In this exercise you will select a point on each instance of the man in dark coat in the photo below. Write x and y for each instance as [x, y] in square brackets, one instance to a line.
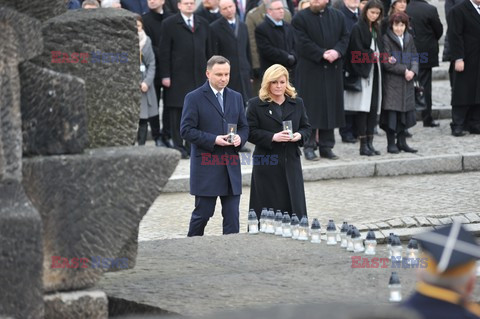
[275, 39]
[152, 22]
[352, 12]
[209, 10]
[428, 30]
[447, 274]
[230, 39]
[184, 50]
[463, 35]
[214, 166]
[321, 41]
[138, 6]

————————

TASK DIRECTIONS:
An exact copy of the entries above is needed, with the pictures removed.

REPLY:
In this exercise you will select a point on each instance of the man in dark coat in the photo below. Write x and y for each instance as [x, y] in square brackets, one instance to a line.
[275, 39]
[152, 22]
[352, 12]
[209, 10]
[428, 30]
[447, 274]
[230, 39]
[184, 50]
[463, 35]
[214, 166]
[321, 41]
[138, 6]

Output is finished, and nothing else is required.